● Work to be completed:
Could you write out the lines below again, replacing "Request query" with "Search term" each time it occurs and changing nothing else? Leave the pictures out.

● Information shown:
_ _ _ _ _ _ _
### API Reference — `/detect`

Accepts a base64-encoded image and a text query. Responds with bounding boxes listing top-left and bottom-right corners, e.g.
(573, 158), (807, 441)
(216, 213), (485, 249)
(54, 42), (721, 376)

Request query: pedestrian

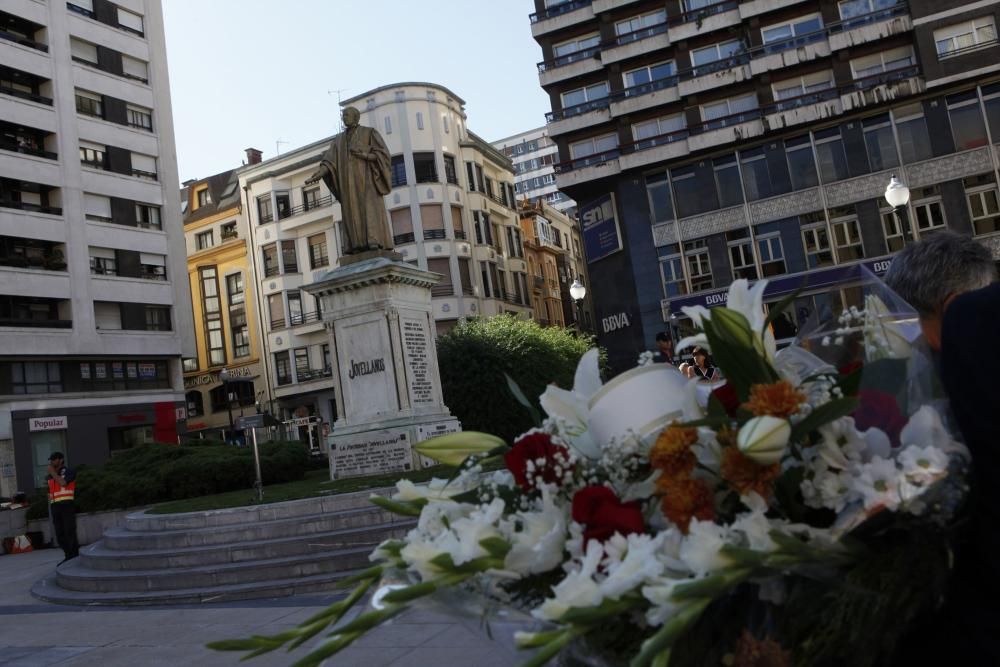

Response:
(46, 452), (80, 565)
(653, 331), (674, 365)
(691, 347), (722, 382)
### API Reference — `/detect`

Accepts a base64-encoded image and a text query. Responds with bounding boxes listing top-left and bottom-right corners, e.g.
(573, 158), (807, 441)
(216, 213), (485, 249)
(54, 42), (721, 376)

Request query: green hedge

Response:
(29, 441), (310, 518)
(437, 315), (595, 441)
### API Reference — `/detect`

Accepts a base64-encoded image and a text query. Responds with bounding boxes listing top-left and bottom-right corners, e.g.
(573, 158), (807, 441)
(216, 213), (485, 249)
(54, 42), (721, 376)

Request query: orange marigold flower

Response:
(649, 426), (698, 478)
(743, 380), (806, 419)
(657, 479), (715, 534)
(719, 447), (781, 500)
(732, 630), (792, 667)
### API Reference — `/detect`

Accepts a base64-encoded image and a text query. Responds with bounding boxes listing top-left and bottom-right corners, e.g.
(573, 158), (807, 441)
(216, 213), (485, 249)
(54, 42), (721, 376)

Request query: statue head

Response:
(341, 107), (361, 127)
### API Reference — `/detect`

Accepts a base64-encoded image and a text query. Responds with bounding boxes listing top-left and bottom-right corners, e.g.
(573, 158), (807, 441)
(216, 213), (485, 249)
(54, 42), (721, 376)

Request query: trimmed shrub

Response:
(437, 315), (595, 441)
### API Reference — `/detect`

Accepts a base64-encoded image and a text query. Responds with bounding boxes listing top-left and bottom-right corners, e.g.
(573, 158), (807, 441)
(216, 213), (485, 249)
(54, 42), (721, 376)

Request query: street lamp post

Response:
(569, 278), (587, 332)
(219, 368), (236, 442)
(885, 174), (915, 245)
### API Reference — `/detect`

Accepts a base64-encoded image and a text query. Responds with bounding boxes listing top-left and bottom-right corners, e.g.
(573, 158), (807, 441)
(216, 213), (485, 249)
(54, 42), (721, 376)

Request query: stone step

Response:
(101, 506), (404, 551)
(80, 521), (416, 571)
(56, 545), (372, 593)
(125, 488), (395, 531)
(31, 561), (361, 608)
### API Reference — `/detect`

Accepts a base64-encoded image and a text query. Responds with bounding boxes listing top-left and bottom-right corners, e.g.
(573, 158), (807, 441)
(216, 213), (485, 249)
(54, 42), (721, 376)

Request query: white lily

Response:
(539, 348), (601, 459)
(677, 278), (777, 361)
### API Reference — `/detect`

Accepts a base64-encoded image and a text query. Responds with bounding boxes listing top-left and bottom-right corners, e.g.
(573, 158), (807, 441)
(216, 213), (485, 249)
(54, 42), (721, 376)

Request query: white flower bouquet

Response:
_ _ _ _ _ _ _
● Answer to this problem:
### API Reference — `/detect`

Accepts a base64-encoded image and a text query. Responds with bounding boxes listing top-left and bottom-right corners, e.g.
(573, 158), (807, 441)
(216, 213), (485, 249)
(54, 42), (721, 376)

Search term: pedestrian


Response:
(46, 452), (80, 565)
(653, 331), (674, 365)
(691, 347), (722, 382)
### API Reference — `/detect`

Accepts a base64-encoded image and a text query. Responds with bounding boxes listing top-left and bottom-right corners, e.g.
(573, 158), (807, 441)
(216, 213), (485, 249)
(54, 42), (721, 376)

Search term: green hedge

Response:
(29, 441), (310, 518)
(437, 315), (595, 441)
### API Reference — `/detect`

Accepts a base64-encoded image and a text query. Responds with bounding boxes listing top-left and bottom-right corners, e.g.
(573, 158), (807, 441)
(216, 213), (485, 249)
(54, 42), (721, 376)

Search term: orange marigold flower

Response:
(649, 426), (698, 478)
(743, 380), (806, 419)
(657, 479), (715, 534)
(719, 447), (781, 500)
(732, 630), (792, 667)
### API Reference — `/detect`

Accepts a base64-encoded image and a text query. Responds with bounding boxes listing top-left and bottom-right corners, e.g.
(573, 158), (807, 441)
(216, 213), (485, 249)
(54, 42), (721, 376)

Search term: statue head

Response:
(341, 107), (361, 127)
### API Reference — `/detect`

Accepts a base64-encoded image and a text query. Responds with bounding boxes listing top-left and bottom-right corners, e.g.
(573, 158), (807, 441)
(216, 213), (485, 249)
(54, 42), (721, 376)

Search term: trimmed shrub

Response:
(437, 315), (595, 441)
### API Reference — `/detect`

Accepts a base64-encoded image and a text query. Responds with bounding boxes listing top-left and bottom-right corners, e.g.
(573, 158), (807, 441)
(216, 213), (485, 249)
(54, 42), (721, 376)

Search term: street lamp post

Response:
(569, 278), (587, 332)
(219, 368), (236, 442)
(885, 174), (915, 245)
### API Reference — `/detect`

Accepts a base64-encoded image and a text query. Responds with bounding boxes listing top-left and bottom-right corners, e.g.
(573, 158), (807, 441)
(216, 213), (485, 249)
(54, 42), (721, 376)

Search term: stone step

Response:
(101, 506), (404, 551)
(80, 521), (416, 571)
(56, 545), (372, 593)
(125, 488), (395, 531)
(31, 561), (361, 608)
### API Reference — `/detect`

Accepts a base64-encoded image and a text query. Responds with bounding boxes listing top-left and bottom-right corners, e.g.
(573, 158), (807, 441)
(216, 213), (485, 249)
(54, 42), (721, 376)

Search term: white lily

Response:
(539, 348), (601, 459)
(677, 278), (777, 361)
### API Reference — `/detect`

Accepts a base64-encoded image and a text query. Responds with bounding boxes listing top-left and bottom-right corners, e.g.
(573, 158), (807, 441)
(216, 213), (485, 249)
(54, 42), (721, 376)

Search term: white flower bouquet

Response:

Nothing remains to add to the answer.